■ The problem: Report every line in the entries below that contains the word "berry", copying each such line in full. Case counts when matching.

● ● ● ● ●

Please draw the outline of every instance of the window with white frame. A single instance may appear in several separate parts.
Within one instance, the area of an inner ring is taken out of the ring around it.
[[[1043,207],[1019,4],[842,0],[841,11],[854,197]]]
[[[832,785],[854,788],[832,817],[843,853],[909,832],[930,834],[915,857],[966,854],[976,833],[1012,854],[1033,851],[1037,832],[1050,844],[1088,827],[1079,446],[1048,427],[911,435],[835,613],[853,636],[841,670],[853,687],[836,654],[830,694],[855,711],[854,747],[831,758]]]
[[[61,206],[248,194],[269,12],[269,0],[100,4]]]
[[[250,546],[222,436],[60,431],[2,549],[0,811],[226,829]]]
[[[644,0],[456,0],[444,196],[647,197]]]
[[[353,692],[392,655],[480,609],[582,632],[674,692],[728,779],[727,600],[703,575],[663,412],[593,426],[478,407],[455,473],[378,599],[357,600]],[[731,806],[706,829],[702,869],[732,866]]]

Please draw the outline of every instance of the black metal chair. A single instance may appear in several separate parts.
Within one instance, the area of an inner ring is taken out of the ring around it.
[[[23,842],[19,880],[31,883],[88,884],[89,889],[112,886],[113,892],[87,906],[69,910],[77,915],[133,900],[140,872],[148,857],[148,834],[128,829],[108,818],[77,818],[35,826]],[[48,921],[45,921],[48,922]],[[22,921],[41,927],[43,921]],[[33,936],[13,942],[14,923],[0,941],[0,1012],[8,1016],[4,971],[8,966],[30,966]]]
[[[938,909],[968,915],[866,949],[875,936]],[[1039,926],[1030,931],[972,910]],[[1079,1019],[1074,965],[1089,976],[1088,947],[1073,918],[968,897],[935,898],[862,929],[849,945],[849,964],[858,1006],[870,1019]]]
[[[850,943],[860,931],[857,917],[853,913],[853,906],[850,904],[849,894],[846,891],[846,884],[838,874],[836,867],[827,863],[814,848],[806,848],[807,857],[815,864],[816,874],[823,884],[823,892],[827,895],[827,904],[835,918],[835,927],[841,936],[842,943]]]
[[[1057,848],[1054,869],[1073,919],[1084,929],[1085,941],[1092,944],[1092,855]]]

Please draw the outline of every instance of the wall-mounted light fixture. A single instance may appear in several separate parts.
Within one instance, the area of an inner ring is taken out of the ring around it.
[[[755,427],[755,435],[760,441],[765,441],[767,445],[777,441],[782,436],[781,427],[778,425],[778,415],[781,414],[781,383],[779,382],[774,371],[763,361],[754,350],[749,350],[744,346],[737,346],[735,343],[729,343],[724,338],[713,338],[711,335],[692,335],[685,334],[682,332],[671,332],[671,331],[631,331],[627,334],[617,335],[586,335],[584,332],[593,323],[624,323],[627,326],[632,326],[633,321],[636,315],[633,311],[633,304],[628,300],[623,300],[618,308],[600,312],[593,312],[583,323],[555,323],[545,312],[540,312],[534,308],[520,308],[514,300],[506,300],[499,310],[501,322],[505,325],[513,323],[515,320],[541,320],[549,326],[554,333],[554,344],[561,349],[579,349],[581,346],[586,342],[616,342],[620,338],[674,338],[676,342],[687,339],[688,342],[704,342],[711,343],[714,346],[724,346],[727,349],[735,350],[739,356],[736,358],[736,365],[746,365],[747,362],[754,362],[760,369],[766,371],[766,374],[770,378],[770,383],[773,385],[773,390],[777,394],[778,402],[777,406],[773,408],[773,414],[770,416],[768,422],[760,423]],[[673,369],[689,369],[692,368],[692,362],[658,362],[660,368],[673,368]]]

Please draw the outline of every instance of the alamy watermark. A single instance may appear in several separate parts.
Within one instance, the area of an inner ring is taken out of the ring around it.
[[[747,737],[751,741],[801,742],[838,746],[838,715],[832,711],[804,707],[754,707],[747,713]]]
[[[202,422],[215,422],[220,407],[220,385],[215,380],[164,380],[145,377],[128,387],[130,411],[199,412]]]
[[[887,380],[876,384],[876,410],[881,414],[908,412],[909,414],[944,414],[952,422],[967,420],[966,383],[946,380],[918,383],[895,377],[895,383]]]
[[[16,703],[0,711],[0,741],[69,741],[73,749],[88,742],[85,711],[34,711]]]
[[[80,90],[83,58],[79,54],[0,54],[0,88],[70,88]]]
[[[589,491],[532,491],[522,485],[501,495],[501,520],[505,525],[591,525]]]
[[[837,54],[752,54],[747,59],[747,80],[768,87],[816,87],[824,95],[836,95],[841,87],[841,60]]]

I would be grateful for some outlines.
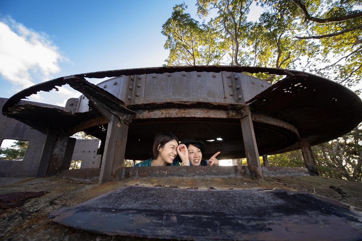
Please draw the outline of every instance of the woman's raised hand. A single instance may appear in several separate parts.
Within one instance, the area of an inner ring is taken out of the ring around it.
[[[187,147],[184,144],[179,145],[176,147],[177,154],[180,156],[182,164],[184,166],[188,166],[190,165],[190,161],[189,160],[189,152],[187,150]]]
[[[210,159],[209,159],[209,162],[208,164],[209,166],[216,166],[219,164],[219,160],[216,159],[216,156],[220,154],[220,151],[218,151],[218,152],[215,153],[215,154],[211,157]]]

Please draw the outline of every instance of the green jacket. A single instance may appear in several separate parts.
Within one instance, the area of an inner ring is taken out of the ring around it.
[[[153,158],[151,158],[150,159],[148,159],[148,160],[146,160],[145,161],[143,161],[135,165],[135,167],[151,167],[151,161],[154,159]],[[173,162],[172,163],[167,163],[166,164],[166,166],[180,166],[180,163],[178,163],[178,161],[176,160],[176,158],[175,158],[175,160],[173,160]]]

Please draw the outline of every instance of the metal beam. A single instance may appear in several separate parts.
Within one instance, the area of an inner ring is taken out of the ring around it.
[[[128,123],[122,123],[115,115],[110,119],[99,176],[101,185],[111,181],[113,171],[123,167],[127,142]]]
[[[301,139],[299,143],[303,159],[304,159],[304,163],[306,164],[306,167],[308,169],[309,174],[311,176],[319,176],[309,142],[307,140]]]
[[[251,178],[262,181],[263,180],[262,169],[259,159],[259,152],[256,145],[250,107],[245,107],[244,111],[247,115],[240,119],[240,122],[241,125],[248,167],[250,172]]]

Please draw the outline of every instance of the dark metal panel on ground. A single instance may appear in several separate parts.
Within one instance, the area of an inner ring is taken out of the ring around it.
[[[357,240],[362,237],[362,213],[349,208],[282,189],[131,186],[50,215],[67,226],[109,235],[195,240]]]

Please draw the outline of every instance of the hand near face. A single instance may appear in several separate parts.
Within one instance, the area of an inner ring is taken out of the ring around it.
[[[208,162],[208,164],[209,166],[216,166],[219,164],[219,160],[216,159],[216,156],[220,154],[220,151],[218,151],[218,152],[215,153],[215,154],[211,157],[210,159],[209,159],[209,162]]]
[[[189,160],[189,152],[187,151],[187,147],[185,144],[181,144],[179,145],[176,147],[176,150],[177,151],[177,154],[181,158],[184,165],[189,165],[190,164],[190,161]]]

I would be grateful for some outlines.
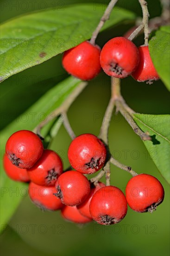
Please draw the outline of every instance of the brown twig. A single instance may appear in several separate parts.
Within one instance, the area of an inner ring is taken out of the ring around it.
[[[149,13],[147,7],[147,3],[145,0],[139,0],[139,2],[142,10],[142,23],[140,24],[135,29],[135,30],[132,33],[130,36],[128,37],[128,39],[131,41],[133,40],[138,35],[142,29],[144,28],[145,45],[145,46],[148,46],[150,32],[148,27]]]
[[[124,170],[125,171],[130,173],[133,176],[138,175],[138,174],[133,171],[130,166],[126,166],[126,165],[124,165],[124,164],[120,163],[118,161],[116,160],[116,159],[115,159],[113,156],[112,156],[110,158],[110,162],[112,163],[112,164],[117,166],[117,167],[119,167],[120,169]]]
[[[92,34],[90,42],[93,45],[95,45],[95,40],[98,34],[106,21],[107,20],[109,20],[112,9],[118,1],[118,0],[111,0],[108,5],[103,15],[100,20],[99,23]]]

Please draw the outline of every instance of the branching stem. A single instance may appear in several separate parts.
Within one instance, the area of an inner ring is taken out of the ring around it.
[[[100,20],[99,23],[98,24],[96,28],[95,29],[94,31],[92,34],[90,42],[93,45],[95,45],[95,40],[98,34],[99,33],[101,28],[102,28],[106,21],[109,20],[112,9],[113,9],[113,7],[114,7],[118,1],[118,0],[111,0],[111,1],[110,1],[109,4],[108,5],[107,8],[105,10],[103,15],[102,16]]]
[[[132,33],[130,36],[128,37],[128,39],[131,41],[133,40],[140,33],[142,29],[144,28],[145,45],[146,46],[148,45],[148,39],[149,34],[148,27],[149,13],[147,7],[147,3],[145,0],[139,0],[139,1],[142,10],[142,23]]]

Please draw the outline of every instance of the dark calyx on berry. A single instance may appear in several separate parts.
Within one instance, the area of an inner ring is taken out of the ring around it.
[[[56,180],[57,178],[57,174],[55,172],[54,169],[52,169],[48,171],[48,175],[45,177],[48,183],[51,183],[53,180]]]
[[[99,165],[100,165],[100,160],[101,157],[98,159],[94,159],[94,157],[92,157],[91,159],[91,161],[87,163],[85,163],[85,165],[87,166],[87,168],[89,169],[98,169],[99,168]]]
[[[119,66],[118,63],[115,63],[114,62],[111,62],[110,64],[110,71],[114,72],[117,74],[122,74],[122,72],[123,71],[123,68]]]
[[[57,186],[57,193],[54,193],[53,195],[57,196],[57,197],[58,197],[58,198],[62,198],[63,197],[63,194],[61,190],[61,189],[60,188],[60,187],[58,185]]]
[[[19,166],[19,164],[21,162],[20,158],[17,157],[14,154],[10,154],[9,155],[9,160],[16,166]]]
[[[118,222],[115,218],[113,218],[109,215],[101,216],[101,223],[104,225],[111,225]]]

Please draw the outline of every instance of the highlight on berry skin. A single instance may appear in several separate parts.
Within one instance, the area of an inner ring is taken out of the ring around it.
[[[22,169],[32,167],[41,156],[43,149],[39,137],[27,130],[12,134],[6,146],[6,154],[12,164]]]
[[[100,56],[101,67],[108,75],[124,78],[137,68],[139,61],[135,45],[125,37],[111,39],[103,47]]]
[[[68,73],[79,79],[91,80],[101,72],[101,51],[99,46],[85,41],[64,53],[63,66]]]
[[[72,167],[82,173],[91,174],[103,166],[107,150],[97,137],[90,134],[78,136],[71,142],[68,155]]]
[[[142,46],[138,48],[139,62],[132,76],[138,82],[146,82],[151,84],[159,79],[149,53],[148,46]]]
[[[161,182],[153,176],[142,174],[132,178],[127,184],[126,196],[127,203],[134,211],[152,212],[164,198]]]

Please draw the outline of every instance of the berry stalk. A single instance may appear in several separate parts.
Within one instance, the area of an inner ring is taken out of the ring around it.
[[[106,21],[109,19],[112,11],[118,1],[118,0],[111,0],[108,5],[103,15],[100,20],[99,23],[92,34],[90,42],[93,45],[95,45],[95,40],[98,34]]]

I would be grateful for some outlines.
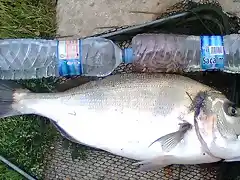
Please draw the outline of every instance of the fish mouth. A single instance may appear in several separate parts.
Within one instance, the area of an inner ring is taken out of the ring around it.
[[[216,114],[210,112],[210,109],[207,107],[207,98],[211,92],[205,91],[205,92],[199,92],[196,97],[193,99],[193,111],[194,111],[194,128],[196,135],[198,137],[199,142],[202,145],[203,151],[207,153],[209,156],[213,158],[218,158],[214,156],[209,147],[208,143],[204,140],[213,140],[214,135],[213,135],[213,129],[216,125],[217,121],[217,116]],[[211,143],[211,142],[210,142]]]

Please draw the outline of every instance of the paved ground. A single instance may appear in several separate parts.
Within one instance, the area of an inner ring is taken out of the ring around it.
[[[225,11],[239,13],[237,10],[240,10],[240,2],[235,1],[219,0]],[[176,2],[179,0],[59,0],[58,34],[84,37],[107,30],[95,29],[100,26],[151,21],[154,15],[134,14],[129,11],[163,12]],[[214,170],[209,173],[198,166],[172,166],[158,172],[140,173],[131,165],[132,161],[126,158],[93,149],[88,150],[87,154],[86,160],[73,161],[70,152],[63,149],[61,141],[57,141],[47,159],[44,179],[216,179]]]

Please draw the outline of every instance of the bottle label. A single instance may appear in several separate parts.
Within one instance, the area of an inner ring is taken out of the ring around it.
[[[81,40],[61,40],[57,47],[59,75],[81,75]]]
[[[222,36],[201,36],[202,70],[224,69],[224,43]]]

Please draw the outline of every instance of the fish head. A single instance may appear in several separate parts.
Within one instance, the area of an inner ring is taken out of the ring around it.
[[[240,156],[240,108],[218,91],[193,100],[194,126],[203,149],[218,158]]]

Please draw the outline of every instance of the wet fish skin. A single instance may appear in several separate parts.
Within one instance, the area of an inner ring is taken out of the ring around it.
[[[143,161],[144,170],[221,160],[205,154],[194,128],[169,152],[154,140],[194,125],[191,97],[212,88],[174,74],[121,74],[59,93],[32,93],[0,82],[0,115],[37,114],[70,140]],[[187,93],[186,93],[187,92]],[[147,162],[144,166],[144,162]]]
[[[239,160],[239,112],[239,107],[223,94],[217,92],[206,94],[204,105],[196,118],[205,150],[207,149],[213,156],[226,161]]]

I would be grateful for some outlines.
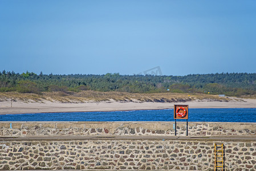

● ● ● ● ●

■ Solution:
Please draw the outline of every instance of the dark calyx on berry. A single instance may appear in several separate parts.
Please draw the outline of every instance of the highlight on berry skin. A single instance may appear in several separate parts.
Please draw the outline of every instance of the berry stalk. A single instance may appear in several separate parts.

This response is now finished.